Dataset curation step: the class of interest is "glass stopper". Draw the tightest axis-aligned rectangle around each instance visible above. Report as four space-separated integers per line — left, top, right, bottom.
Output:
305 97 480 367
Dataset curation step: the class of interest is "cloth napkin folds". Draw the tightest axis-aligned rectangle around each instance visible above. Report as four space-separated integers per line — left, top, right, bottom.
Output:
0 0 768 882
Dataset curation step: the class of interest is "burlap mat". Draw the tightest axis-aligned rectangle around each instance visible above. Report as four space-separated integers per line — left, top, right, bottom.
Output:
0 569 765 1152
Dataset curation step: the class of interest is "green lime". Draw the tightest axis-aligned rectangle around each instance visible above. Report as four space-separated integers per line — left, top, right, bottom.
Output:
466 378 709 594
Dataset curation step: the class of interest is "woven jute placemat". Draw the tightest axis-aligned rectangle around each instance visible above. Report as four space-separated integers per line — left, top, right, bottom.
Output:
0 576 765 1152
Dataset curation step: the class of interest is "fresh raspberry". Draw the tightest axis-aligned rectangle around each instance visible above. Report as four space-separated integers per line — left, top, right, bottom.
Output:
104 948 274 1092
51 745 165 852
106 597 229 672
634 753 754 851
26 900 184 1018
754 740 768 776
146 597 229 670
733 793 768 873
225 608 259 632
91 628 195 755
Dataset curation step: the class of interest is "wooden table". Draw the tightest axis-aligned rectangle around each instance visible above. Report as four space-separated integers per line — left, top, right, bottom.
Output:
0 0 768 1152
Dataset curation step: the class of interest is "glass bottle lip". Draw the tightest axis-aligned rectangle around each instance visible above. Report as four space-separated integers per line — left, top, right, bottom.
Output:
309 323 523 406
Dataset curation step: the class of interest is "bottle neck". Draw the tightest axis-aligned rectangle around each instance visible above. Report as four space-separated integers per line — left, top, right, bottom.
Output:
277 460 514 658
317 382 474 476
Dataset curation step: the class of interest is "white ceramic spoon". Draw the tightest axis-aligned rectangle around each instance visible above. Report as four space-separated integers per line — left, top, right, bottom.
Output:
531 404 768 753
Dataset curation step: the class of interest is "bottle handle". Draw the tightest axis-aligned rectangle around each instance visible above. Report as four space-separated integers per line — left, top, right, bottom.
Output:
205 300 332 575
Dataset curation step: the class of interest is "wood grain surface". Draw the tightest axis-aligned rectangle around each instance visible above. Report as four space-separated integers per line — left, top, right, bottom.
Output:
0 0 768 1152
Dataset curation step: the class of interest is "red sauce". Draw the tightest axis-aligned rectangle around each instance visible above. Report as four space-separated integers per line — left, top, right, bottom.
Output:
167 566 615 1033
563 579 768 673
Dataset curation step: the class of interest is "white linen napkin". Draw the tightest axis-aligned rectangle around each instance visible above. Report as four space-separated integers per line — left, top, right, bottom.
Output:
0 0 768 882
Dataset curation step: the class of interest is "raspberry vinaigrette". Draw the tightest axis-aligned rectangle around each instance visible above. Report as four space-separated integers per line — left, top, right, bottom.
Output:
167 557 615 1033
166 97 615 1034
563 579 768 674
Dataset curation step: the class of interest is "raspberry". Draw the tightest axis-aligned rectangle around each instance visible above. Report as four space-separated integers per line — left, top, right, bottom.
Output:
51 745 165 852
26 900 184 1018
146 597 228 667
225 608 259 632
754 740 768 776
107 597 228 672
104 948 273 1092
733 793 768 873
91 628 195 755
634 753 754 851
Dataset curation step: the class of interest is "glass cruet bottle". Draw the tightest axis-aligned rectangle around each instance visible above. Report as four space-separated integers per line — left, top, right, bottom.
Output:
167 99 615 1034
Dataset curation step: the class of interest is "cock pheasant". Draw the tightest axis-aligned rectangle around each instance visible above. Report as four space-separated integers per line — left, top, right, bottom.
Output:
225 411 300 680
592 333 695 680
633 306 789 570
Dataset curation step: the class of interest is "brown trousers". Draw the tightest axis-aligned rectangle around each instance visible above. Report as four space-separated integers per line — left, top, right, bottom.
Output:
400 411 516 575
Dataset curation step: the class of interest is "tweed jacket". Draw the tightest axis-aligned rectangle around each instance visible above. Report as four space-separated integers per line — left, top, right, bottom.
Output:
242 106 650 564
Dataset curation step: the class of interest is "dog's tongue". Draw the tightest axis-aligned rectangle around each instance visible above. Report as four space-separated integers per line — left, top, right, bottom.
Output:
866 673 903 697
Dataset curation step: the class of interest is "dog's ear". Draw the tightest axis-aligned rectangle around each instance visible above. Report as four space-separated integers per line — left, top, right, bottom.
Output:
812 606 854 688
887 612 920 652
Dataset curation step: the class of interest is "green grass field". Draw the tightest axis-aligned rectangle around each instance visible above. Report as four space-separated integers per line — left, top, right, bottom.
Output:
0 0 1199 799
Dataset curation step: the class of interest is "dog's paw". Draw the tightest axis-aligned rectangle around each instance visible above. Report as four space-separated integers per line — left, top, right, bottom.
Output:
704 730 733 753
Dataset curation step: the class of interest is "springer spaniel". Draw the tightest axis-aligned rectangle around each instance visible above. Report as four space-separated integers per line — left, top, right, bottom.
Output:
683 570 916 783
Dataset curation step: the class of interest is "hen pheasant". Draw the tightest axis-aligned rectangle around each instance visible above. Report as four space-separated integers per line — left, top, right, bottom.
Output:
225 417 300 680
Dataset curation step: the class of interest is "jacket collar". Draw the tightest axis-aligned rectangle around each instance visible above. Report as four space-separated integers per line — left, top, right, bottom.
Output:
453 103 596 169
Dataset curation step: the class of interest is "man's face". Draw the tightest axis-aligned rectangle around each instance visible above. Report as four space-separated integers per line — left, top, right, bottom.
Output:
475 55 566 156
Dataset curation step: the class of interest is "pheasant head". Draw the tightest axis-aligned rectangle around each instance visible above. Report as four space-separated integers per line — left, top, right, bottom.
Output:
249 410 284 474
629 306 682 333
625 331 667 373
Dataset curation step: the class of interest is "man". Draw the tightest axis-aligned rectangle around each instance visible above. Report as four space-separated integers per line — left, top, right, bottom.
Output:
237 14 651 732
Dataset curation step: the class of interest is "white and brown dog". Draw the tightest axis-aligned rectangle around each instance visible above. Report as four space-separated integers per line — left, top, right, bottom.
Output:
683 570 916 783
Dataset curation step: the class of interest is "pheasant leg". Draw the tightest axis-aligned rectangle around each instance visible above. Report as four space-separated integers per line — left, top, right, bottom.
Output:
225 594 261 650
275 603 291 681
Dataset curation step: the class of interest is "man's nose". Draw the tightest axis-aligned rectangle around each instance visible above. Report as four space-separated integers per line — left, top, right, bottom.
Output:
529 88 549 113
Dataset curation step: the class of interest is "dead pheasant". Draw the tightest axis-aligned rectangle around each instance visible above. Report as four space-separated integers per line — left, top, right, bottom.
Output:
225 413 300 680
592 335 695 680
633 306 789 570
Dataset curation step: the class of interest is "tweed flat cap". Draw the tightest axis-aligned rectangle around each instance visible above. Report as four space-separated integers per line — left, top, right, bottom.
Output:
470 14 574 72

> WRITTEN TASK:
Extract every line of the records above that contains the word "tongue".

> TASK RESULT:
Dataset curation step: the class of interest is "dog's tongue". Draw the tightest axis-aligned rectangle around each instance visible above. Report as four space-separated integers per line — left, top, right, bottom.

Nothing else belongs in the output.